- [Problem details]: The expected response consists solely of the lines from the line with "Please indicate the car windshield" through the last line of the material below, copied exactly.

- [Information]:

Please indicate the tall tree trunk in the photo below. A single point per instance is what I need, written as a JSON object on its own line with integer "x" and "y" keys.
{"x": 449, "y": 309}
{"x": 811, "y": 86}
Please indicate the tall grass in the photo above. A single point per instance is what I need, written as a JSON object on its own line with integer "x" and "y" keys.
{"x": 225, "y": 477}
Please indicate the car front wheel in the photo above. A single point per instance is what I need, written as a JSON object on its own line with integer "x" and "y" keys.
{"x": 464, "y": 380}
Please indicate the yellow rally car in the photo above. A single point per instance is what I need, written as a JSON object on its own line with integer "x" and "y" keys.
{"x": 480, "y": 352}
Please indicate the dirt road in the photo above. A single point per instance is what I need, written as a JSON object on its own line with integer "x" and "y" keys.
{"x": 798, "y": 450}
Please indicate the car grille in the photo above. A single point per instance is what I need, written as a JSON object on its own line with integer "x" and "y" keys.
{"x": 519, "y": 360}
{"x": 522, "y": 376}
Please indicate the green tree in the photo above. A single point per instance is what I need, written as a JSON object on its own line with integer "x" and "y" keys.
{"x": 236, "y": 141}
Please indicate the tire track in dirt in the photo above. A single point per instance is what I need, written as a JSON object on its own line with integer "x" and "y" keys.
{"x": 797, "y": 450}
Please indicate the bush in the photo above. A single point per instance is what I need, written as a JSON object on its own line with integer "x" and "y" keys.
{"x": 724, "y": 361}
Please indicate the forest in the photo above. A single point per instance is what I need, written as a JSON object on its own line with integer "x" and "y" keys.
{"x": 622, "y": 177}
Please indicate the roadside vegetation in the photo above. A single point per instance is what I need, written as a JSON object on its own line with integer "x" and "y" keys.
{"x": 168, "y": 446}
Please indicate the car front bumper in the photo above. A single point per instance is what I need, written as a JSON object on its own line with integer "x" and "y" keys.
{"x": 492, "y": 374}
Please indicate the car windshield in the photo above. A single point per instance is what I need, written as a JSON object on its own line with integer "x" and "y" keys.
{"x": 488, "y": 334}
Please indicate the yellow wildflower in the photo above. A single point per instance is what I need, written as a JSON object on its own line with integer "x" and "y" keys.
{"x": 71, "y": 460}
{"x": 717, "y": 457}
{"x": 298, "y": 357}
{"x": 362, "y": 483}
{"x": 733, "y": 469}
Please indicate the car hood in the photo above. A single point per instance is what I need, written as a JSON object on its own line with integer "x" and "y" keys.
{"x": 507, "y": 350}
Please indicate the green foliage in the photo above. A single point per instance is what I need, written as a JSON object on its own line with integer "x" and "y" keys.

- [Task answer]:
Please indicate the car windshield in the photo above. A single point per instance is what I need, written as a JSON object on its own line with integer "x" and "y" keys.
{"x": 488, "y": 334}
Please indicate the yellow wildflower in the photo above. A single point per instance is what I need, written as a JSON object on its own line with integer "x" and "y" keys.
{"x": 71, "y": 460}
{"x": 717, "y": 457}
{"x": 298, "y": 357}
{"x": 362, "y": 483}
{"x": 733, "y": 469}
Please indicate the car hood in the photo above. A single point per instance is what I need, written as a JSON object on its own line with integer "x" and "y" keys.
{"x": 507, "y": 350}
Please indicate the green foliage in the photo above. A single point per instance is what I need, written as a JSON object on its own line with integer "x" and "y" keys.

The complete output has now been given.